-- start DOCUMENT EXCERPT --

# Containers



## Termy (Aug 8, 2021)

Sometimes I reuse the bottles. But how well do the seal ? For one, glass with a metal lid is probably top of the list. 

So anyway then you got the plastic ones. The type they had for a while had a normal lid and a thing with holes under it. Take lid off then the hole thing and you can stick a spoon in there. 

But when you screw that lid down it i pretty sealed. 

Not so with the new ones. They just got the lid and it has a door or two for sift or whatever. The holes are right in it. 

Well those flip top doors do not seal all that well, sometimes you can see they are not even all the way down. 

I have some spices for years, and I know they have reduced potency, but if they weren't in good sealed containers they lose the potency alot faster. 

It makes a difference in how long the spices last. 

T


----------



## msmofet (Aug 8, 2021)

Termy said:


> Sometimes I reuse the bottles. But how well do the seal ? For one, glass with a metal lid is probably top of the list.
> 
> So anyway then you got the plastic ones. The type they had for a while had a normal lid and a thing with holes under it. Take lid off then the hole thing and you can stick a spoon in there.
> 
> ...



I don’t remove the inner seal on the flip top spice jars. I peel it back enough to measure or sprinkle. I place the seal back over the opening and put a zip top sandwich bag over the top before screwing the plastic lid back on. Works great for me. If I want to use the sprinkler hole in lid I just fold inner seal over, place lid on sprinkle then when done I do above steps before storing.


----------



## Ruffsta (Jan 23, 2022)

personally when i buy in bulk, i divide into food saver bags - (you can get the rolls and cut to size and measure by bottle)... i re-fill the bottles as needed.. so i'm never worried about stuff like that and i have plenty to last me for a long time.. that's just my way of doing things..

i also have a dehydrator and grow my own vegetables.. so making my own blends of spices works out for me too..


----------



## buckytom (Jan 23, 2022)

Hey Ruffsta, how do you make "spice" blends growing your own and dehydrating them.

I'm interested because I think (in 'merican speak) that ypu dehydrate homegrown herbs.


----------



## Ruffsta (Jan 23, 2022)

after something is ripened.. you put it in a dehydrator for several hours.. use a coffee grinder to make it a powder.. combine other spices of your choice and taste.. and there you have your own spice blend... OR you can just mix spices in yer cabinet to fit your profile taste..

it's really not that hard.. it's just the matter of balancing flavor.. sweet, hot, tangy - whatever yer going after..

also.. use a sifter! very important before bottling.. especially if yer not using any anti-clumping agents.. which i never ever use - all natural for me!

-- end DOCUMENT EXCERPT --
-- start DATA EXCERPTS --

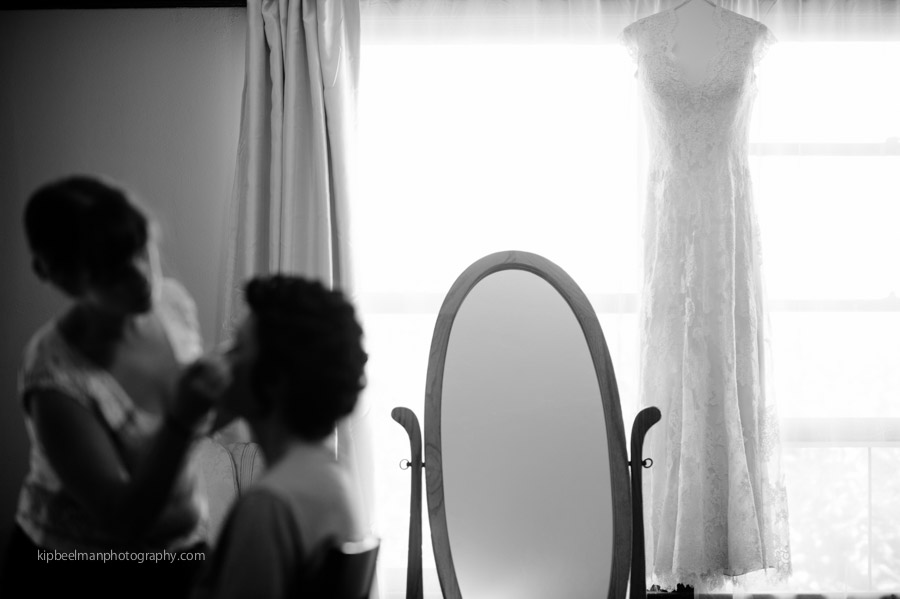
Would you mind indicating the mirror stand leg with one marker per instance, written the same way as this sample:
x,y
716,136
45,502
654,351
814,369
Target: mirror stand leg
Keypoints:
x,y
645,419
407,419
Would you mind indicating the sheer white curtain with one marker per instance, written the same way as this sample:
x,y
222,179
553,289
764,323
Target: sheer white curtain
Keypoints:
x,y
295,167
495,125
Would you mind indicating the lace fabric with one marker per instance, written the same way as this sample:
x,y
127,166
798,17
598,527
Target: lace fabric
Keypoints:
x,y
716,507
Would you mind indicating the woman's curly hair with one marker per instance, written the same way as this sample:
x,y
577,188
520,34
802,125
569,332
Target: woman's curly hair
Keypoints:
x,y
308,337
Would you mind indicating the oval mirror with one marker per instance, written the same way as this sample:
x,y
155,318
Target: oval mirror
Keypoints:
x,y
526,469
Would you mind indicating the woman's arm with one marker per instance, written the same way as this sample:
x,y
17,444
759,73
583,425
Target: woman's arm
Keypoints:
x,y
87,462
85,458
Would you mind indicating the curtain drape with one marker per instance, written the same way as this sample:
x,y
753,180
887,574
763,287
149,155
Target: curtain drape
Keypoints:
x,y
294,177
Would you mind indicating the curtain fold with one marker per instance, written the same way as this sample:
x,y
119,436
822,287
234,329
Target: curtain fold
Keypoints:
x,y
294,175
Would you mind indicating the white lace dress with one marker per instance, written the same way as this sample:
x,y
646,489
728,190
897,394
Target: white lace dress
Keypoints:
x,y
715,506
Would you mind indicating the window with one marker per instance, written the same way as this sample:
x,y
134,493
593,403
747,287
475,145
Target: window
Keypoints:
x,y
468,149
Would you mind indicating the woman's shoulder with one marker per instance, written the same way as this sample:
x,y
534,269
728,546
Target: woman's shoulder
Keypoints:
x,y
49,363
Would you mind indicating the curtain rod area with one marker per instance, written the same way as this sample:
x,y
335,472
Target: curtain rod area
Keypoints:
x,y
107,4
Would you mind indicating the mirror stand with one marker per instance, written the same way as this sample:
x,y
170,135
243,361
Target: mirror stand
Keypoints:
x,y
645,419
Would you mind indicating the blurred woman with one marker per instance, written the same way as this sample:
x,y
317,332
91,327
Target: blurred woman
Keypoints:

-- end DATA EXCERPTS --

Can you reproduce, word for word, the part of the spice container thread above that opens with the words containing "## Termy (Aug" and closes with "right in it."?

#### SOLUTION BELOW:
## Termy (Aug 8, 2021)

Sometimes I reuse the bottles. But how well do the seal ? For one, glass with a metal lid is probably top of the list. 

So anyway then you got the plastic ones. The type they had for a while had a normal lid and a thing with holes under it. Take lid off then the hole thing and you can stick a spoon in there. 

But when you screw that lid down it i pretty sealed. 

Not so with the new ones. They just got the lid and it has a door or two for sift or whatever. The holes are right in it.